Extrait du document:

○ ○ ○ ○ ○ ○ ○

Il faut sauver le soldat Meklat.
Sous l’identité de Marcelin Deschamps, le chroniqueur et auteur Mehdi Meklat a publié des horreurs. Beaucoup d’horreurs. Misogynes, homophobes, antisémites. Et ce, de 2011 à 2016 (et non 2015 comme il l’affirme lui-même ; le garçon est brouillon).
Promu prodige de la zone par Pascale Clark (France Inter) avec son complice Badrou (Les Kids), il se retrouve aujourd’hui, brusquement, brutalement, au cœur de ce qu’il est convenu d’appeler un lynchage en réseau qui s’est rapidement transformé en lynchage médiatique. Je n’utilise pas le mot lynchage parce que je crois Meklat innocent, mais parce que c’est aux tribunaux de trancher, et non pas à une horde de twittos furibards.

○ ○ ○ ○ ○ ○ ○

Matériel fourni:

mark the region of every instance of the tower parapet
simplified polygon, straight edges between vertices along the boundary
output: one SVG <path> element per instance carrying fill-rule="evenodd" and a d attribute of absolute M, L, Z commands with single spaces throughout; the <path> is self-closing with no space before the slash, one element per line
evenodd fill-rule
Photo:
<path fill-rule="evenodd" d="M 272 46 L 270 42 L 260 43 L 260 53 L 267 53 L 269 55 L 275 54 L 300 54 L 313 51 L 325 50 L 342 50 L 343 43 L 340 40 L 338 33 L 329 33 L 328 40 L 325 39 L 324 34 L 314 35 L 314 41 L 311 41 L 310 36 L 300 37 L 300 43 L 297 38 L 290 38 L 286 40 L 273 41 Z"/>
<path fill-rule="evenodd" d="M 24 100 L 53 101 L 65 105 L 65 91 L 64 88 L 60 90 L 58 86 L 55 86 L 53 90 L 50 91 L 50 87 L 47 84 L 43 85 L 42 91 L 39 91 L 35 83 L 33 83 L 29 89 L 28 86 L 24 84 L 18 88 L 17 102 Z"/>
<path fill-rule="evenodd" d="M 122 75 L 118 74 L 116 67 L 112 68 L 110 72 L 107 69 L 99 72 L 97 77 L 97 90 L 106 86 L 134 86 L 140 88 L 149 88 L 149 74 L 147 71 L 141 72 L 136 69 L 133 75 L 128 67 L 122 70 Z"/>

○ ○ ○ ○ ○ ○ ○

Consignes des exercices:
1. Recopiez mot pour mot un passage du billet sur Mehdi Meklat : commencez aux mots « Il faut sauver » et arrêtez-vous après « de twittos furibards. ».
2. Poursuivez le billet sur l'affaire Mehdi Meklat en reprenant juste après sa dernière phrase.

Réponses par exercice:
1.
Il faut sauver le soldat Meklat.
Sous l’identité de Marcelin Deschamps, le chroniqueur et auteur Mehdi Meklat a publié des horreurs. Beaucoup d’horreurs. Misogynes, homophobes, antisémites. Et ce, de 2011 à 2016 (et non 2015 comme il l’affirme lui-même ; le garçon est brouillon).
Promu prodige de la zone par Pascale Clark (France Inter) avec son complice Badrou (Les Kids), il se retrouve aujourd’hui, brusquement, brutalement, au cœur de ce qu’il est convenu d’appeler un lynchage en réseau qui s’est rapidement transformé en lynchage médiatique. Je n’utilise pas le mot lynchage parce que je crois Meklat innocent, mais parce que c’est aux tribunaux de trancher, et non pas à une horde de twittos furibards.

2.
Sur la planète twitteuse, depuis une semaine, les twits que Mehdi Meklat a commis sous l’identité de Marcelin Deschamps — un personnage qu’il décrit lui-même infâme et diabolique — sont réapparus, non plus sous ce nom, mais sous le sien propre, @mehdi_meklat. Celui-là même qui vient de publier son second roman avec son complice Badrou, et de passer dans La grande Librairie. Parce que cette tache, ce crétin, cet imbécile patenté de Meklat n’a pas effacé les horreurs de Marcelin Deschamps lorsqu’il a repris ce même compte Twitter sous son propre nom. Il vient de le faire, enfin, et même ça a servi d’argument à ses détracteurs.
Quand les conclusions arrivent avant l’ouverture du dossier.
Rien que sur le fait de ne pas avoir effacé à temps ses anciens twits, je lis beaucoup de conclusions sentencieuses qui partent du principe qu’un Twittos est une sorte d’être parfait dont les actes trahissent forcément les travers. Or, le Twittos, j’en sais quelque chose, est plutôt un amateur qui voit Twitter comme un gadget, et peut en négliger bien des aspects.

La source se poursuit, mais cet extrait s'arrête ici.